Given instruction 1
According to the text excerpt, what did Kaniz Fatema Asar's mother-in-law wrap inside the bistar band?

Text excerpt
## BEGIN
Chain Letters Across the Divided Borders

Farida Jamal

In the early 1950s, most people took the over land route when travelling from Uttar Pradesh to East Pakistan. The journey to Dhaka via Kolkata involved several train changes and a picturesque steamer ride on the mighty Padma river. When Kaniz Fatema Asar, aged twenty five, embarked on this arduous journey with her family and trusted domestic staff members, their baggage included huge cooking pots from her dowry, engraved with the name of her father, Shah Hayat Ahmed and a mysteriously heavy bistar band (beddings bag) in which her mother-in-law had wrapped a silbata ( grinding stone). In Dhaka, her elder sister, three brothers and their families were waiting to welcome her group. They were economic migrants, having left home to find better lives for themselves and their families. The post-partition landed gentry was going through a difficult period and migration had become an economic necessity.

Asa’s granddaughter Ayesha with her uncle Maulana Jalaluddin Abdul Mateen offering fateha for the first time at her ancestral graveyard in Rudauli, 1995

She soon settled down in her new home and was caught up with her growing and multiplying brood. Telephones (fixed lines) were still a luxury, and the siblings kept close, meeting often and conversing always in their native Purabi. Traditional festivals and fatehas continued to be observed. Any change in hand-me-down recipes for such events amounted to a sacrilege. They excelled in oral history, regularly and repeatedly referring to personal, familial and ancestral episodes. Such was their narrative skill that their children who had never met relatives from across the border developed special bonds of kinship with them. Places their children had never seen became real and dear, instilling a compelling desire in some to visit them and meet up with their relatives across the border. Any one with past connections was received with opened arms. In no time, they had established a support group including members of all possible and often useful professions. In the heart of old Dhaka, some one set up a hotel and a catering business. It became a meeting place for many old and newly arrived people. Someone started a mobile (on foot) library going from house to house, with a huge bag of Urdu novels on his shoulders. The books could be loaned for a small fee and exchanged weekly. Urs of certain pirs continued to be celebrated and sponsored by rich devotees, where qawals from across the border were invited to perform.

Cross border travel was common. The arrival of travelers either way was an exciting event. They were expected to update every one on the family members left behind, happenings and events, changing landscape at home and describe the highs and lows of their journey. The visitors were bombarded with questions. Among other things, travelers came bearing letters.
## END
Data listing
## BEGIN
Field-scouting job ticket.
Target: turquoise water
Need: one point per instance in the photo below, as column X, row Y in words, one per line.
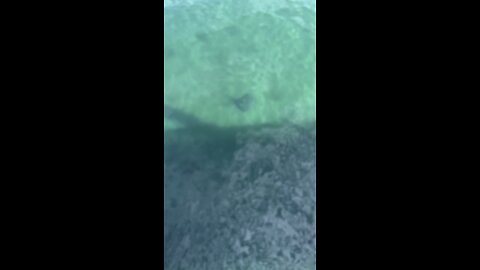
column 240, row 134
column 219, row 50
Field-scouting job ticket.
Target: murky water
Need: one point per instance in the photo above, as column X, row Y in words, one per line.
column 240, row 131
## END
Given instruction 2
Render the field-scouting entries above as a two-column CSV with the columns "ticket" and "points," one row per entry. Put each field in quotes, replace line breaks with spaces, and leave out the pictures.

Expected answer 1
A silbata (grinding stone).

Expected answer 2
ticket,points
"Field-scouting job ticket. Target: turquoise water Need: one point per instance in the photo below, as column X, row Y in words, one per line.","column 240, row 134 column 219, row 50"
"Field-scouting job ticket. Target: murky water Need: one point per instance in the photo above, as column X, row Y in words, one per line.","column 240, row 131"